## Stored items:
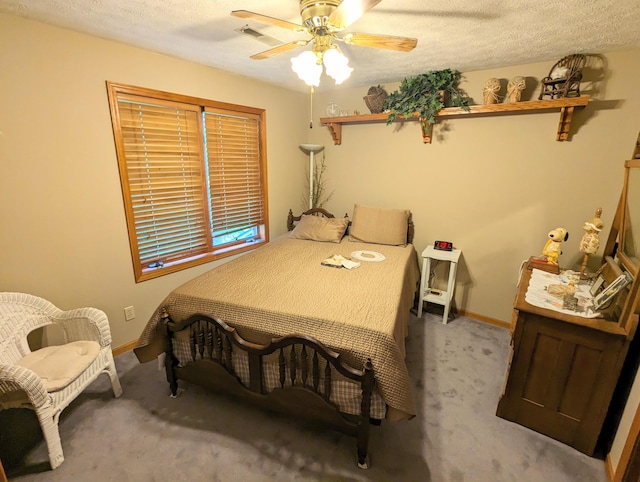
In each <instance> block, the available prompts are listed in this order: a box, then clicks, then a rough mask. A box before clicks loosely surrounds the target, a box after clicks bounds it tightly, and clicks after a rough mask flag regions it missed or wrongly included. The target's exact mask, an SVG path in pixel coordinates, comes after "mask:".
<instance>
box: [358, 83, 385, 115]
mask: <svg viewBox="0 0 640 482" xmlns="http://www.w3.org/2000/svg"><path fill="white" fill-rule="evenodd" d="M363 99H364V103H365V104H367V107H368V108H369V110H370V111H371V113H372V114H379V113H380V112H382V106H383V105H384V101H385V100H386V99H387V93H386V92H385V90H384V89H383V88H382V87H380V86H379V85H378V86H372V87H369V91H368V92H367V95H365V96H364V97H363Z"/></svg>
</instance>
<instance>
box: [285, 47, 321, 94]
mask: <svg viewBox="0 0 640 482" xmlns="http://www.w3.org/2000/svg"><path fill="white" fill-rule="evenodd" d="M291 68H292V69H293V71H294V72H295V73H296V74H298V77H299V78H300V79H301V80H304V83H305V84H307V85H309V86H315V87H318V86H319V85H320V75H322V64H321V63H320V60H319V58H318V56H317V55H316V54H315V53H314V52H312V51H311V50H305V51H304V52H302V53H301V54H300V55H298V56H297V57H293V58H292V59H291Z"/></svg>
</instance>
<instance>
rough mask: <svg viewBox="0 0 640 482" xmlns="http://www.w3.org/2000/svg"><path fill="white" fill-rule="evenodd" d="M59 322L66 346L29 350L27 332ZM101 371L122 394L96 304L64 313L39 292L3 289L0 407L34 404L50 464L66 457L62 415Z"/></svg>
mask: <svg viewBox="0 0 640 482" xmlns="http://www.w3.org/2000/svg"><path fill="white" fill-rule="evenodd" d="M46 325H57V326H59V327H60V329H61V333H62V335H63V336H64V341H65V342H64V344H62V345H57V346H47V347H44V348H41V349H39V350H36V351H33V352H32V351H31V349H30V348H29V345H28V342H27V335H28V334H29V333H30V332H32V331H33V330H35V329H37V328H40V327H43V326H46ZM101 373H106V374H107V375H109V378H110V379H111V386H112V387H113V393H114V395H115V396H116V397H119V396H120V395H121V394H122V388H121V386H120V380H119V379H118V375H117V373H116V368H115V364H114V361H113V355H112V353H111V331H110V329H109V322H108V320H107V316H106V315H105V313H104V312H102V311H100V310H98V309H96V308H79V309H75V310H70V311H62V310H60V309H58V308H56V307H55V306H54V305H53V304H51V303H50V302H48V301H47V300H44V299H42V298H38V297H36V296H32V295H27V294H23V293H0V410H2V409H8V408H30V409H32V410H34V411H35V412H36V415H37V417H38V421H39V422H40V426H41V427H42V434H43V435H44V439H45V441H46V443H47V449H48V452H49V461H50V463H51V468H52V469H55V468H56V467H58V466H59V465H60V464H61V463H62V462H63V461H64V455H63V452H62V445H61V443H60V434H59V432H58V419H59V417H60V413H61V412H62V410H64V409H65V408H66V407H67V405H69V404H70V403H71V402H72V401H73V400H74V399H75V398H76V397H77V396H78V395H79V394H80V393H81V392H82V391H83V390H84V389H85V388H86V387H87V386H88V385H89V384H91V383H92V382H93V381H94V380H95V379H96V378H98V376H99V375H100V374H101Z"/></svg>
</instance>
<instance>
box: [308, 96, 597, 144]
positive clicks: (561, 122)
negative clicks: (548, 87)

## Work order:
From the first line to the last, set down the records word for word and drop the images.

## Answer for the task:
In each <instance> block, the available prompts are listed in this order: a box, then clicks, then a rough mask. A box before clicks loosely surrounds the target, a box after clicks bounds it tightly, and clicks after a rough mask flag regions it missed or wrongly included. The target's exact mask, an SVG path in pixel coordinates, comes after "mask:".
<instance>
box: [358, 83, 385, 115]
mask: <svg viewBox="0 0 640 482" xmlns="http://www.w3.org/2000/svg"><path fill="white" fill-rule="evenodd" d="M363 99H364V103H365V104H367V107H368V108H369V110H370V111H371V113H372V114H379V113H380V112H382V106H383V105H384V101H385V100H386V99H387V93H386V92H385V90H384V89H383V88H382V87H380V86H379V85H378V86H372V87H369V91H368V92H367V95H365V96H364V97H363Z"/></svg>
</instance>
<instance>
box: [285, 47, 321, 94]
mask: <svg viewBox="0 0 640 482" xmlns="http://www.w3.org/2000/svg"><path fill="white" fill-rule="evenodd" d="M291 68H292V69H293V71H294V72H295V73H296V74H298V77H299V78H300V79H301V80H304V83H305V84H307V85H309V86H315V87H318V86H319V85H320V75H322V64H321V63H320V60H319V58H318V56H317V55H316V54H315V53H314V52H312V51H311V50H305V51H304V52H302V53H301V54H300V55H298V56H297V57H293V58H292V59H291Z"/></svg>
</instance>
<instance>
rough mask: <svg viewBox="0 0 640 482" xmlns="http://www.w3.org/2000/svg"><path fill="white" fill-rule="evenodd" d="M59 322L66 346L29 350L27 332ZM101 371L122 394L96 304L64 313L39 292L3 289L0 407L34 404L50 464L66 457L62 415Z"/></svg>
mask: <svg viewBox="0 0 640 482" xmlns="http://www.w3.org/2000/svg"><path fill="white" fill-rule="evenodd" d="M46 325H57V326H59V327H60V329H61V333H62V335H63V336H64V341H65V342H64V344H62V345H57V346H47V347H44V348H41V349H39V350H36V351H33V352H32V351H31V349H30V348H29V345H28V342H27V335H28V334H29V333H30V332H32V331H33V330H35V329H37V328H40V327H43V326H46ZM101 373H106V374H107V375H109V378H110V379H111V386H112V387H113V393H114V395H115V396H116V397H119V396H120V395H121V394H122V388H121V386H120V380H119V379H118V375H117V373H116V368H115V364H114V361H113V355H112V353H111V331H110V329H109V322H108V320H107V316H106V315H105V313H104V312H102V311H100V310H98V309H96V308H79V309H75V310H70V311H62V310H60V309H58V308H56V307H55V306H54V305H53V304H51V303H50V302H48V301H47V300H44V299H42V298H38V297H36V296H32V295H27V294H23V293H0V410H2V409H8V408H30V409H32V410H34V411H35V412H36V415H37V417H38V421H39V422H40V426H41V427H42V434H43V435H44V439H45V441H46V443H47V449H48V452H49V461H50V463H51V468H52V469H55V468H56V467H58V466H59V465H60V464H61V463H62V462H63V461H64V455H63V452H62V445H61V443H60V434H59V432H58V419H59V417H60V413H61V412H62V410H64V409H65V408H66V407H67V405H69V404H70V403H71V402H72V401H73V400H74V399H75V398H76V397H77V396H78V395H79V394H80V393H81V392H82V391H83V390H84V389H85V388H86V387H87V386H88V385H89V384H91V383H92V382H93V381H94V380H95V379H96V378H98V376H99V375H100V374H101Z"/></svg>
</instance>
<instance>
box: [308, 96, 597, 144]
positive clicks: (561, 122)
negative clicks: (548, 87)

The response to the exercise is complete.